[Text block]

◇ ◇ ◇ ◇

Oct 19, 2020

Third-Year Microbiology Labs Moved Online Due to Rising Coronavirus Cases

The lab classes were moved online amid rising coronavirus cases countrywide.

Jane CookScience & Research Editor
Sinéad Baker for The University Times

Laboratory classes for third-year microbiology students have been moved online for the rest of the semester.

An email sent to students on October 15th, signed by third-year microbiology coordinator Ursula Bond, said that “the decision was made to reduce exposure to SARS-CoV-2 and for the safety of staff, students and the wider society”, citing increasing community transmission of the coronavirus and the new level-four restrictions for Cavan, Donegal and Monaghan as reasons for the move to online teaching.

The laboratory experiments will now be recorded and the data will be given to students to work with as part of their assessment.


Speaking to The University Times, Mairéad O’Toole, a third-year microbiology student, said that the teaching staff were “really aware that some students were travelling from outside of Dublin into Dublin to go to their lab”.

“So they were really worried they were coming from counties that were in level four.”

Earlier this month, this newspaper reported that many Trinity students opted to commute to Dublin from as far away as Sligo and Cork for their limited contact hours this semester instead of finding Dublin accommodation.

◇ ◇ ◇ ◇

[Task]
Translate this sentence from the article on the microbiology labs into Spanish: "Laboratory classes for third-year microbiology students have been moved online for the rest of the semester." Rely only on the article when you respond.

[Data below]
◇ ◇ ◇ ◇

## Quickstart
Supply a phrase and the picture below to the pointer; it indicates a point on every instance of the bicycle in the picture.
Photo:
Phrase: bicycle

◇ ◇ ◇ ◇

[Solution below]
Las clases de laboratorio para los estudiantes de tercer año de microbiología se han trasladado a la modalidad en línea durante el resto del semestre.